Task instructions: Reproduce the records word for word, apart from the images they contain.

######

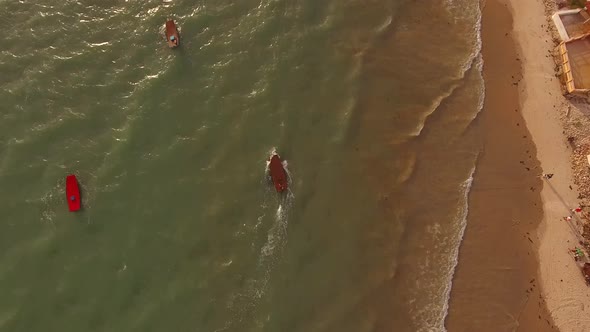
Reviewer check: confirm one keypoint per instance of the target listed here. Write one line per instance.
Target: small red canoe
(278, 173)
(73, 193)
(172, 36)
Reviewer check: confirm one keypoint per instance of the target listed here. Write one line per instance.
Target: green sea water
(180, 229)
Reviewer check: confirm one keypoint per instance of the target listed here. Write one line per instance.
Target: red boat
(73, 193)
(278, 173)
(172, 36)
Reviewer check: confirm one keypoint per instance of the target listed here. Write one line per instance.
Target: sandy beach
(514, 260)
(498, 268)
(563, 288)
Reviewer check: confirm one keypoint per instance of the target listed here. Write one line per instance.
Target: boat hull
(171, 30)
(278, 173)
(73, 193)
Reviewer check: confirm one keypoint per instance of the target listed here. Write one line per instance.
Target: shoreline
(496, 283)
(544, 109)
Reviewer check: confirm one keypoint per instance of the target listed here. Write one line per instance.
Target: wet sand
(496, 284)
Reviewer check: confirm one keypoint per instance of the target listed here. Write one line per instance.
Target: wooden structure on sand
(575, 64)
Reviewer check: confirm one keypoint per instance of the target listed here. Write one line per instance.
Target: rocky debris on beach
(575, 116)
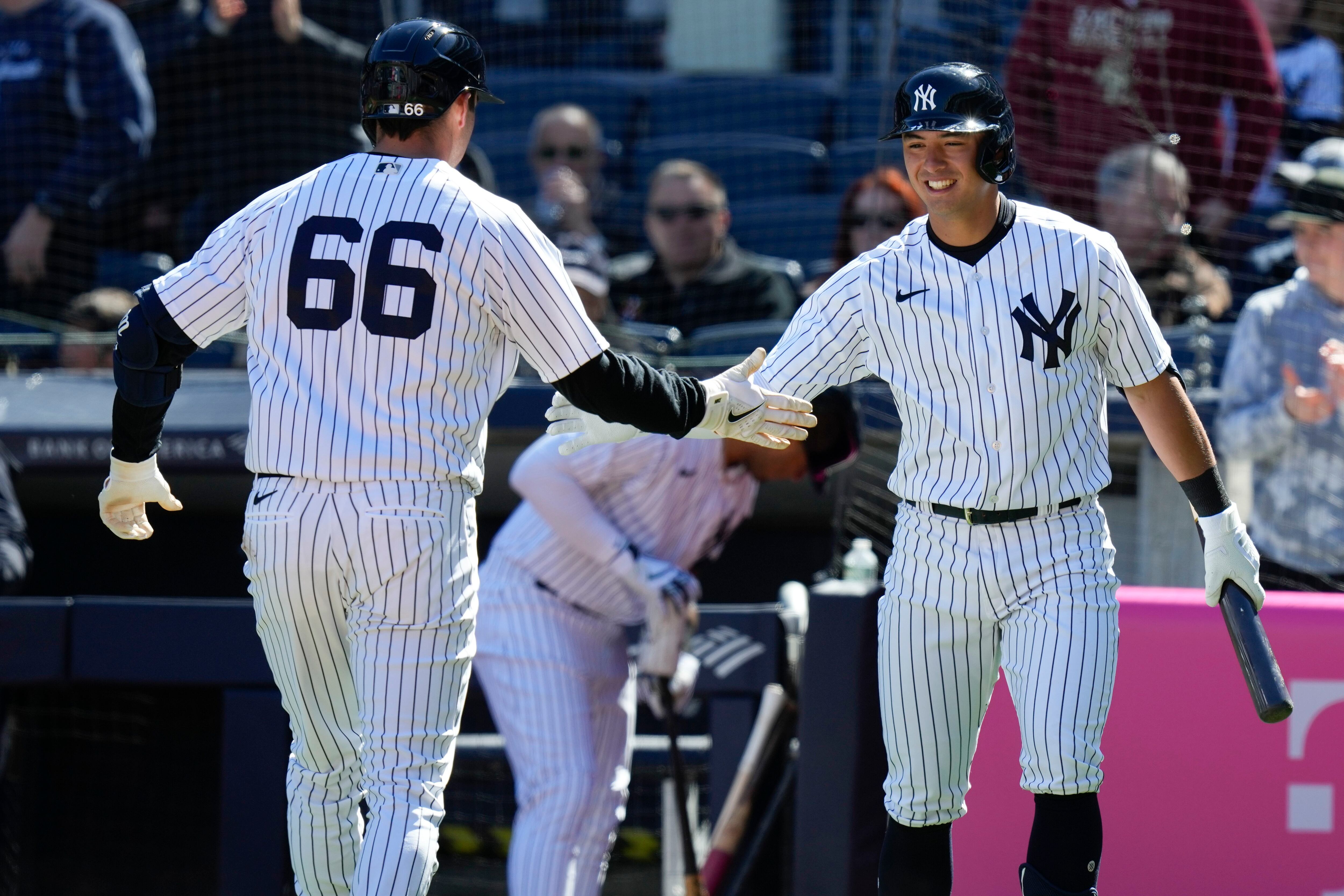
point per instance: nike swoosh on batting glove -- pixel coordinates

######

Answer to this problem:
Reviewer check: confirm one keypoint per instance of the target listed here. Write one line per instance.
Target: small red canoe
(278, 173)
(73, 193)
(172, 36)
Reviewer check: confirm one keypoint per instance of the target listed here. Write one line per instance.
Target: green sea water
(180, 229)
Reviewer check: confirm one keypoint per instance of the target listed here. Write one line per instance.
Target: red boat
(73, 193)
(278, 173)
(172, 36)
Reviewer check: confirm one keypoint per instance of the target listed here. Write one line per instance.
Target: sandy beach
(514, 260)
(498, 268)
(563, 288)
Reviewer check: confirm one keypoint per instance of the target listed here. Write one line per instance.
Target: boat hull
(171, 30)
(278, 173)
(73, 193)
Reviewer check: confirm one keypoint per instance of the target listed here. Write one line per instance.
Target: shoreline
(496, 283)
(544, 109)
Reviewer check: confirm one keypoint per instance of the target listed here. Write one line per instance.
Target: wet sand
(496, 284)
Reviewer check: confirm one keypoint per instance of the target listed here. Write one line per instance.
Target: wooden structure on sand
(575, 64)
Reviewer check: confirm one keypoint per instance of the target listed here. Write one line per instance.
Target: rocky debris on beach
(575, 116)
point per instance: nike swoosh on batting glove -- pixel coordinates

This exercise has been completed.